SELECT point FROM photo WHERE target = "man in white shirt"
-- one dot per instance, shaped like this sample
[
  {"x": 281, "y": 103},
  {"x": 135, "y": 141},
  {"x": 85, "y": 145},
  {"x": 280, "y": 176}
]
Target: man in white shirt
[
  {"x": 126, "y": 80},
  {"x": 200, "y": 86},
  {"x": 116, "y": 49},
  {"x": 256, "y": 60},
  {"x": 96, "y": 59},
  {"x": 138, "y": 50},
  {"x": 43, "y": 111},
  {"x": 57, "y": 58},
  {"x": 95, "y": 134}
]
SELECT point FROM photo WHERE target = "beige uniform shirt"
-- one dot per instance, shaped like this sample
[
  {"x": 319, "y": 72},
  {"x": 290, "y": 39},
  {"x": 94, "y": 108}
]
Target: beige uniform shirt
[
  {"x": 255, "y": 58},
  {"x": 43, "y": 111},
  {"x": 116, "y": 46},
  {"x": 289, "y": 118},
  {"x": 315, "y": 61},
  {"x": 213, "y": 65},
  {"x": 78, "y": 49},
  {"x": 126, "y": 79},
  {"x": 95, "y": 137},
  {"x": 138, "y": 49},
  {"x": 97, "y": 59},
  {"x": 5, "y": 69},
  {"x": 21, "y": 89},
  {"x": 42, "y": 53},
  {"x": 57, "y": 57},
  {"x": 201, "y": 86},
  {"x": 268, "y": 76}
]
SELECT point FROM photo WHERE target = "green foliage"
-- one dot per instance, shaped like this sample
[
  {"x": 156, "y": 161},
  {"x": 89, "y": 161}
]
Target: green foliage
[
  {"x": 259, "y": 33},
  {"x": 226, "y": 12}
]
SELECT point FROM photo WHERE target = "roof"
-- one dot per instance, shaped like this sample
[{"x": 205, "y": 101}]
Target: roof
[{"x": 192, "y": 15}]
☆ ☆ ☆ ☆ ☆
Line by line, repeat everything in the records verbatim.

[Answer box]
SELECT point FROM photo WHERE target = "man in white shirt"
-- one dot per instance, shaped like this sample
[
  {"x": 281, "y": 103},
  {"x": 135, "y": 141},
  {"x": 85, "y": 145},
  {"x": 280, "y": 176}
]
Target: man in white shirt
[
  {"x": 126, "y": 80},
  {"x": 200, "y": 86},
  {"x": 116, "y": 49},
  {"x": 256, "y": 60},
  {"x": 96, "y": 59},
  {"x": 138, "y": 50},
  {"x": 43, "y": 111},
  {"x": 57, "y": 58},
  {"x": 95, "y": 134}
]
SELECT point FROM photo WHERE target = "beige uniform shirt"
-- one dot per instance, shaped like this sample
[
  {"x": 319, "y": 72},
  {"x": 290, "y": 39},
  {"x": 94, "y": 108}
]
Target: beige uniform shirt
[
  {"x": 255, "y": 58},
  {"x": 43, "y": 111},
  {"x": 116, "y": 46},
  {"x": 289, "y": 118},
  {"x": 315, "y": 61},
  {"x": 213, "y": 65},
  {"x": 78, "y": 49},
  {"x": 126, "y": 79},
  {"x": 95, "y": 137},
  {"x": 138, "y": 49},
  {"x": 97, "y": 59},
  {"x": 5, "y": 69},
  {"x": 21, "y": 89},
  {"x": 42, "y": 53},
  {"x": 57, "y": 57},
  {"x": 201, "y": 86},
  {"x": 268, "y": 76}
]
SELECT point FROM photo WHERE target = "green foliage"
-- one dot per instance, shaped like this sample
[
  {"x": 156, "y": 161},
  {"x": 89, "y": 161}
]
Target: green foliage
[
  {"x": 259, "y": 33},
  {"x": 226, "y": 12}
]
SELECT point FROM photo WHERE target = "roof"
-- one dot per instance, shaped like this sample
[{"x": 205, "y": 101}]
Target: roof
[{"x": 192, "y": 15}]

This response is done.